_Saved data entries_
────────────────

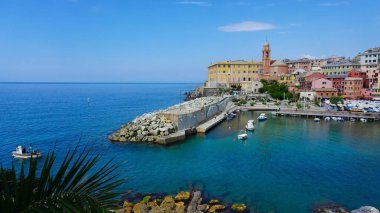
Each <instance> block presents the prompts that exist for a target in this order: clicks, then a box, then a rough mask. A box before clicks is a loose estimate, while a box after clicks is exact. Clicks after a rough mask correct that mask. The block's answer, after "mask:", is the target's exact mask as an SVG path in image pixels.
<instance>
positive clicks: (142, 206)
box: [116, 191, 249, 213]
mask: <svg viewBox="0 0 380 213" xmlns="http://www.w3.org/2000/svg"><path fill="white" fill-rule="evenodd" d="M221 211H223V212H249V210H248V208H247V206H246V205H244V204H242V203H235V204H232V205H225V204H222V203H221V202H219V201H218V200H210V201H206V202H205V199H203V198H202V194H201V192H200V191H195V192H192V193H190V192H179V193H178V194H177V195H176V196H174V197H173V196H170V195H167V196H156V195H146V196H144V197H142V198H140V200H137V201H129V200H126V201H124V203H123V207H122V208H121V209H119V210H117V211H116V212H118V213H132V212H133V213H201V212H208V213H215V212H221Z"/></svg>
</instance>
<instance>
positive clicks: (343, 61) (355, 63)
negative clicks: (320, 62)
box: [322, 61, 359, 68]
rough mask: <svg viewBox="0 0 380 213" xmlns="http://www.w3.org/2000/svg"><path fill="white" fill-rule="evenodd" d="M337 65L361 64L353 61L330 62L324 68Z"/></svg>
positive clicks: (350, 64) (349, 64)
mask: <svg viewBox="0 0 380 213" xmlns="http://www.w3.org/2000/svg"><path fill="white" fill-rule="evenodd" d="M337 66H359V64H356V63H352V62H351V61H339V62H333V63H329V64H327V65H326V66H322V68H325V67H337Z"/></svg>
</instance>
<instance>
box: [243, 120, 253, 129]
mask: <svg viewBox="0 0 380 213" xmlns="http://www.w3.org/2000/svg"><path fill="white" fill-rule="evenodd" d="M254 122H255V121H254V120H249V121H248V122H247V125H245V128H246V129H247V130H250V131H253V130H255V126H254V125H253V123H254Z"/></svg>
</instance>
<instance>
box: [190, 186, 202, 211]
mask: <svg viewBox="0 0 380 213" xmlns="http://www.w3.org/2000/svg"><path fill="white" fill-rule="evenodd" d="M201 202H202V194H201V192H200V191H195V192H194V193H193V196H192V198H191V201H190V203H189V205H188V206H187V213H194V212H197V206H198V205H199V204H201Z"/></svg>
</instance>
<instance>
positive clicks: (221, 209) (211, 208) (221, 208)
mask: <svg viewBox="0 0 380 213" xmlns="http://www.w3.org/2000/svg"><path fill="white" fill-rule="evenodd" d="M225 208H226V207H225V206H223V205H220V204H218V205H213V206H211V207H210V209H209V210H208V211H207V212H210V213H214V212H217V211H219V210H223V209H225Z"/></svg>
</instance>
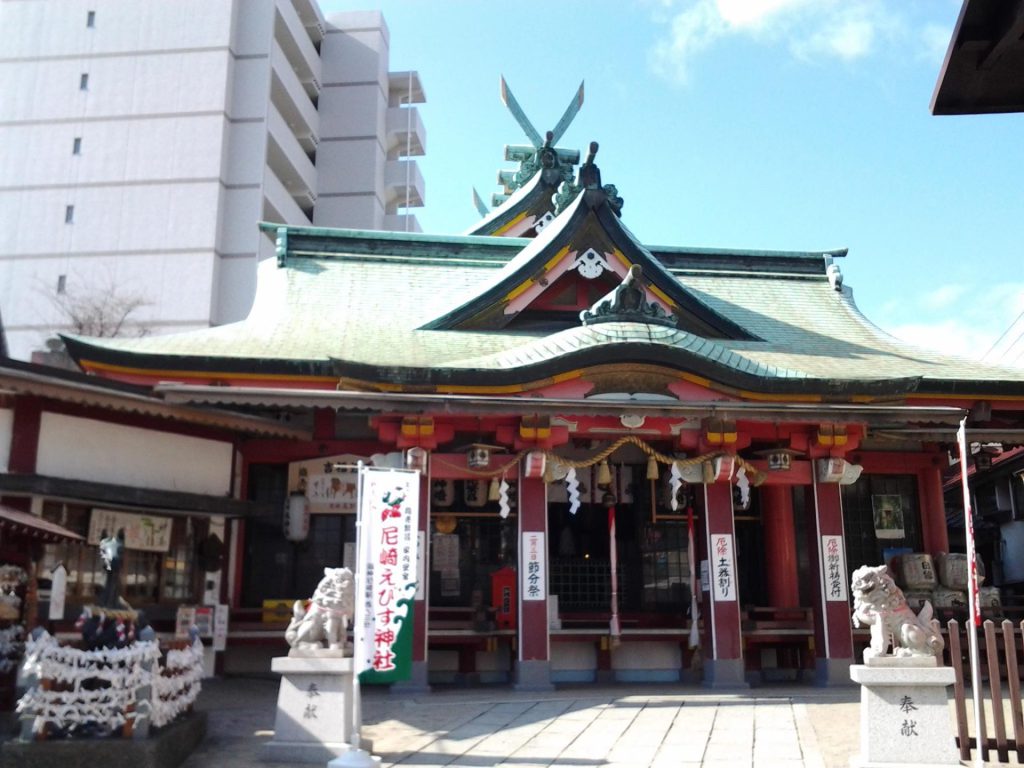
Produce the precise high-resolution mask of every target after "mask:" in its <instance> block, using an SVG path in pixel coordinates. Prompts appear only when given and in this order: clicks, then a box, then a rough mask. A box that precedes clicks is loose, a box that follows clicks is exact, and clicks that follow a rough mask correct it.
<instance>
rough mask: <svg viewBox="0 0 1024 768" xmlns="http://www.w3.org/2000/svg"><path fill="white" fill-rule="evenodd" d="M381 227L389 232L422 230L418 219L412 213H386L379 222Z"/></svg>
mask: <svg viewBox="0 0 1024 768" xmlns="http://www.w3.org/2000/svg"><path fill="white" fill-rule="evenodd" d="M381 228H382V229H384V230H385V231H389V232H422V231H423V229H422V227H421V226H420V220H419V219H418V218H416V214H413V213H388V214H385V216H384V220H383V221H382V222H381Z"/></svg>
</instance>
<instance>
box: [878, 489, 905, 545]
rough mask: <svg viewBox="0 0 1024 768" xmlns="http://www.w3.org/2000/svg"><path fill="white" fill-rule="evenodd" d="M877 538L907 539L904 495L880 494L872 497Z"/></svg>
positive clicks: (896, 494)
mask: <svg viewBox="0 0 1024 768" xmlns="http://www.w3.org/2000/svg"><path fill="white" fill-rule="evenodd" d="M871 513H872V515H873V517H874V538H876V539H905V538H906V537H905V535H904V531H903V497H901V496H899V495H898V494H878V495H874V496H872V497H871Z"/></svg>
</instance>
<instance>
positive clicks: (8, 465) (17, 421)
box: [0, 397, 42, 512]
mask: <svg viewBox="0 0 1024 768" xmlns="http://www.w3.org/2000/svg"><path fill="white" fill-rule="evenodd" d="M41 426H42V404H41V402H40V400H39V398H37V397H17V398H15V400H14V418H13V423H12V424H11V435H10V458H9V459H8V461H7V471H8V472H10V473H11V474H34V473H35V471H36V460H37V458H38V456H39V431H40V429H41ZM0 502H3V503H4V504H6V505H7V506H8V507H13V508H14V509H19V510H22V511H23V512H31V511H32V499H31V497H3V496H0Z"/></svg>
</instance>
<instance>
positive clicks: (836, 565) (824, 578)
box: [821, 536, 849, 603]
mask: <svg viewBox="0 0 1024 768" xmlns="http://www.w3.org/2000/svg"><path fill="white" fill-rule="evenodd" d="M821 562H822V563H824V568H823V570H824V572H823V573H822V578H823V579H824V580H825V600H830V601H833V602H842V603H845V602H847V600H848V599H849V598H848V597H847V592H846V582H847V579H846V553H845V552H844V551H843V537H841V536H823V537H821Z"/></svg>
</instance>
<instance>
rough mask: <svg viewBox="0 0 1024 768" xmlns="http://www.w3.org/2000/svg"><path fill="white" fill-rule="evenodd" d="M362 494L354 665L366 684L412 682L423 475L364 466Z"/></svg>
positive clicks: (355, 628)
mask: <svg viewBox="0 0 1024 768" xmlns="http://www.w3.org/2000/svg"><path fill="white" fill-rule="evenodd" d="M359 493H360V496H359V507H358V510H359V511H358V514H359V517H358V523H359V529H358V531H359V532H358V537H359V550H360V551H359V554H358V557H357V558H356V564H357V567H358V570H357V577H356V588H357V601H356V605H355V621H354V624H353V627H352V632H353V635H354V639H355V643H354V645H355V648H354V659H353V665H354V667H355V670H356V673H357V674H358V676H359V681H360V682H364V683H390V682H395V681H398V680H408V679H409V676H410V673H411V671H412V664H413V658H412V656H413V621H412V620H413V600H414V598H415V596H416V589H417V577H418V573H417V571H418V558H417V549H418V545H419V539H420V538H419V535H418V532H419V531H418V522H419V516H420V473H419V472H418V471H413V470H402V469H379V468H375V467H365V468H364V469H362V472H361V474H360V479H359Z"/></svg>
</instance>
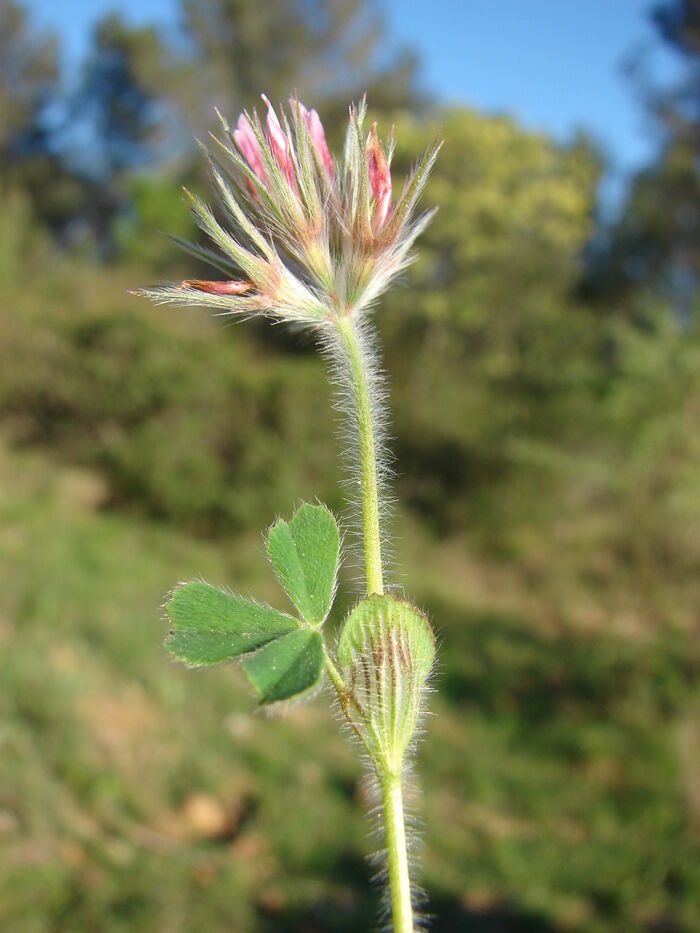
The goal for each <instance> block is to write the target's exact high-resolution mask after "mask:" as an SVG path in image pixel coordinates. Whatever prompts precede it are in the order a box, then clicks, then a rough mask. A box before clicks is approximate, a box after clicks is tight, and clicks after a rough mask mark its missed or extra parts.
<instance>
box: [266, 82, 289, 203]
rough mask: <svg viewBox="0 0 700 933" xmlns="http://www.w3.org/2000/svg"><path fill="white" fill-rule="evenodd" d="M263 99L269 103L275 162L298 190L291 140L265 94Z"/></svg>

────────────────

_Work instruction_
What you return should match the entries word for word, pictures aside.

_Answer below_
Each <instance> block presents the prompts that exist for a target in this order: clicks, then a box, then a rough mask. A box before clicks is a loose estimate, while a box after clicks is exact. Clicks after a rough mask correct that mask. The block's answer, after "mask:", is the target's exact mask as an SVG path in image pixels.
<instance>
positive clicks: (142, 206)
box: [116, 191, 249, 213]
mask: <svg viewBox="0 0 380 213" xmlns="http://www.w3.org/2000/svg"><path fill="white" fill-rule="evenodd" d="M221 211H223V212H249V210H248V208H247V206H246V205H244V204H242V203H235V204H232V205H225V204H222V203H221V202H219V201H218V200H210V201H206V202H205V199H203V198H202V194H201V192H200V191H195V192H192V193H190V192H179V193H178V194H177V195H176V196H174V197H173V196H170V195H167V196H156V195H146V196H144V197H142V198H140V200H137V201H129V200H126V201H124V203H123V207H122V208H121V209H119V210H117V211H116V212H118V213H132V212H133V213H201V212H208V213H215V212H221Z"/></svg>
</instance>
<instance>
positive clicks: (343, 61) (355, 63)
negative clicks: (320, 62)
box: [322, 61, 359, 68]
rough mask: <svg viewBox="0 0 380 213" xmlns="http://www.w3.org/2000/svg"><path fill="white" fill-rule="evenodd" d="M337 65L361 64L353 61L330 62L324 68Z"/></svg>
positive clicks: (350, 64) (349, 64)
mask: <svg viewBox="0 0 380 213" xmlns="http://www.w3.org/2000/svg"><path fill="white" fill-rule="evenodd" d="M337 66H359V64H356V63H352V62H351V61H339V62H333V63H329V64H327V65H326V66H322V68H325V67H337Z"/></svg>
</instance>
<instance>
box: [243, 120, 253, 129]
mask: <svg viewBox="0 0 380 213" xmlns="http://www.w3.org/2000/svg"><path fill="white" fill-rule="evenodd" d="M254 122H255V121H254V120H249V121H248V122H247V125H245V128H246V129H247V130H250V131H253V130H255V126H254V125H253V123H254Z"/></svg>
</instance>
<instance>
box: [190, 186, 202, 211]
mask: <svg viewBox="0 0 380 213" xmlns="http://www.w3.org/2000/svg"><path fill="white" fill-rule="evenodd" d="M201 202H202V194H201V192H200V191H195V192H194V193H193V196H192V198H191V201H190V203H189V205H188V206H187V213H194V212H197V206H198V205H199V204H201Z"/></svg>
</instance>
<instance>
positive clicks: (221, 209) (211, 208) (221, 208)
mask: <svg viewBox="0 0 380 213" xmlns="http://www.w3.org/2000/svg"><path fill="white" fill-rule="evenodd" d="M225 208H226V207H225V206H223V205H220V204H218V205H213V206H211V207H210V209H209V210H208V211H207V212H210V213H214V212H217V211H219V210H223V209H225Z"/></svg>
</instance>
Produce the precise high-resolution mask of every target after "mask:" in its <instance> block, using an SVG path in pixel coordinates. Prompts appear only when given and in this order: clicks, then a box, then a rough mask. A box that precedes clicks is loose, a box that follows clicks is exact, and clicks that follow a rough mask correct it.
<instance>
rough mask: <svg viewBox="0 0 1024 768" xmlns="http://www.w3.org/2000/svg"><path fill="white" fill-rule="evenodd" d="M381 227L389 232L422 230L418 219L412 213H386L379 222Z"/></svg>
mask: <svg viewBox="0 0 1024 768" xmlns="http://www.w3.org/2000/svg"><path fill="white" fill-rule="evenodd" d="M381 228H382V229H384V230H385V231H389V232H422V231H423V229H422V227H421V226H420V220H419V219H418V218H416V214H413V213H388V214H385V216H384V220H383V221H382V222H381Z"/></svg>
</instance>
<instance>
box: [878, 489, 905, 545]
rough mask: <svg viewBox="0 0 1024 768" xmlns="http://www.w3.org/2000/svg"><path fill="white" fill-rule="evenodd" d="M877 538L907 539L904 495L880 494L872 497Z"/></svg>
positive clicks: (896, 494)
mask: <svg viewBox="0 0 1024 768" xmlns="http://www.w3.org/2000/svg"><path fill="white" fill-rule="evenodd" d="M871 513H872V515H873V517H874V538H876V539H905V538H906V537H905V535H904V531H903V497H901V496H899V495H898V494H878V495H874V496H872V497H871Z"/></svg>
</instance>
<instance>
positive clicks: (8, 465) (17, 421)
box: [0, 397, 42, 512]
mask: <svg viewBox="0 0 1024 768" xmlns="http://www.w3.org/2000/svg"><path fill="white" fill-rule="evenodd" d="M41 426H42V404H41V402H40V400H39V398H37V397H17V398H15V400H14V418H13V423H12V424H11V435H10V458H9V459H8V461H7V471H8V472H10V473H11V474H34V473H35V471H36V460H37V458H38V456H39V431H40V429H41ZM0 502H3V503H4V504H6V505H7V506H8V507H13V508H14V509H19V510H22V511H23V512H31V511H32V499H31V497H3V496H0Z"/></svg>
</instance>
<instance>
positive clicks: (836, 565) (824, 578)
box: [821, 536, 849, 603]
mask: <svg viewBox="0 0 1024 768" xmlns="http://www.w3.org/2000/svg"><path fill="white" fill-rule="evenodd" d="M821 562H822V563H824V568H823V570H824V572H823V573H822V578H823V579H824V580H825V600H830V601H833V602H842V603H845V602H847V600H848V599H849V598H848V597H847V592H846V582H847V579H846V553H845V552H844V551H843V537H841V536H823V537H821Z"/></svg>
</instance>
<instance>
rough mask: <svg viewBox="0 0 1024 768" xmlns="http://www.w3.org/2000/svg"><path fill="white" fill-rule="evenodd" d="M362 494L354 665L366 684L412 682L423 475L364 466Z"/></svg>
positive clicks: (355, 628)
mask: <svg viewBox="0 0 1024 768" xmlns="http://www.w3.org/2000/svg"><path fill="white" fill-rule="evenodd" d="M359 493H360V496H359V507H358V510H359V511H358V514H359V517H358V523H359V529H358V531H359V532H358V537H359V550H360V551H359V554H358V557H357V558H356V564H357V567H358V570H357V577H356V588H357V601H356V605H355V621H354V624H353V627H352V632H353V635H354V639H355V643H354V645H355V648H354V659H353V665H354V667H355V670H356V673H357V674H358V676H359V681H360V682H364V683H390V682H395V681H398V680H408V679H409V676H410V673H411V671H412V664H413V658H412V656H413V621H412V620H413V600H414V598H415V596H416V589H417V577H418V573H417V571H418V558H417V549H418V545H419V539H420V538H419V535H418V532H419V531H418V522H419V516H420V473H419V472H418V471H413V470H402V469H379V468H375V467H365V468H364V469H362V472H361V474H360V479H359Z"/></svg>
</instance>
The goal for each <instance> block is to write the target's exact high-resolution mask after "mask:" as an SVG path in image pixel coordinates. Whatever prompts precede it are in the order a box, then clicks, then a rough mask. A box before clicks is approximate, a box after clicks is tight, and clicks after a rough mask mark its missed or extra parts.
<instance>
box: [266, 82, 289, 203]
rough mask: <svg viewBox="0 0 700 933" xmlns="http://www.w3.org/2000/svg"><path fill="white" fill-rule="evenodd" d="M263 99L269 103L275 162L298 190L291 140L265 94Z"/></svg>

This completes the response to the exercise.